Page -
###
BRICKSTORM: CISA and NSA Alert on Evolving Rust Backdoor Targeting vSphere

CISA, the NSA, and the Canadian Centre for Cyber Security updated their Malware Analysis Report on February 11, 2026, regarding BRICKSTORM, an ELF backdoor specifically designed for VMware vSphere environments. The analysis identifies a new variant written in Rust, which offers significantly higher forensic resilience than previous Go-based samples. The report reconstructs a real-world compromise chain that resulted in full vCenter control. For organizations virtualizing critical workloads, the signal is clear: attackers are migrating to high-performance languages to evade analysis and maintain silent persistence.

The Shift to Rust: Why Language Matters

CISA analyzed 12 BRICKSTORM samples derived from real-world incidents, including an agency-led response effort. While the original eight samples were written in Go, two of the three samples added in December 2025 and the latest sample from February 11, 2026, are Rust-based. This transition is strategic: Rust produces compact binaries and safe memory management, creating a footprint that is significantly harder to reverse-engineer than traditional malware models.
###
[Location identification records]

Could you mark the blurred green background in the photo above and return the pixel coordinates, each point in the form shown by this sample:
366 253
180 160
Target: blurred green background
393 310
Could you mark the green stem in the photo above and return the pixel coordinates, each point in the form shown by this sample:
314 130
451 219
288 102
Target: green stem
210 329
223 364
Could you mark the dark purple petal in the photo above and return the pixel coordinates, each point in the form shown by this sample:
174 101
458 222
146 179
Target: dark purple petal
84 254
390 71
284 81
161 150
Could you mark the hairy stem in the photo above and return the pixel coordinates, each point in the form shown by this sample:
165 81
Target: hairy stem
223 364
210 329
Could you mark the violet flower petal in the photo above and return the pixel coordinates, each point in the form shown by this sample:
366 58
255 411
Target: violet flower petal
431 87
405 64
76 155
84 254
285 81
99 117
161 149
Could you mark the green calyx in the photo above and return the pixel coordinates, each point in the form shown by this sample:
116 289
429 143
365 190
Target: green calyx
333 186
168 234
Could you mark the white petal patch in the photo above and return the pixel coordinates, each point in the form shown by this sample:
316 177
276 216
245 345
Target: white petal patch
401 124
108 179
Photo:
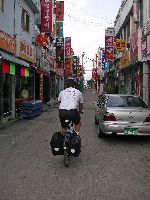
###
Task set -
1: Reproduce the stretch of the BRICKSTORM article from "CISA analyzed 12" through "traditional malware models." word for word.
2: Which organizations does the BRICKSTORM article say updated the Malware Analysis Report?

Worked answers -
1:
CISA analyzed 12 BRICKSTORM samples derived from real-world incidents, including an agency-led response effort. While the original eight samples were written in Go, two of the three samples added in December 2025 and the latest sample from February 11, 2026, are Rust-based. This transition is strategic: Rust produces compact binaries and safe memory management, creating a footprint that is significantly harder to reverse-engineer than traditional malware models.

2: CISA, the NSA, and the Canadian Centre for Cyber Security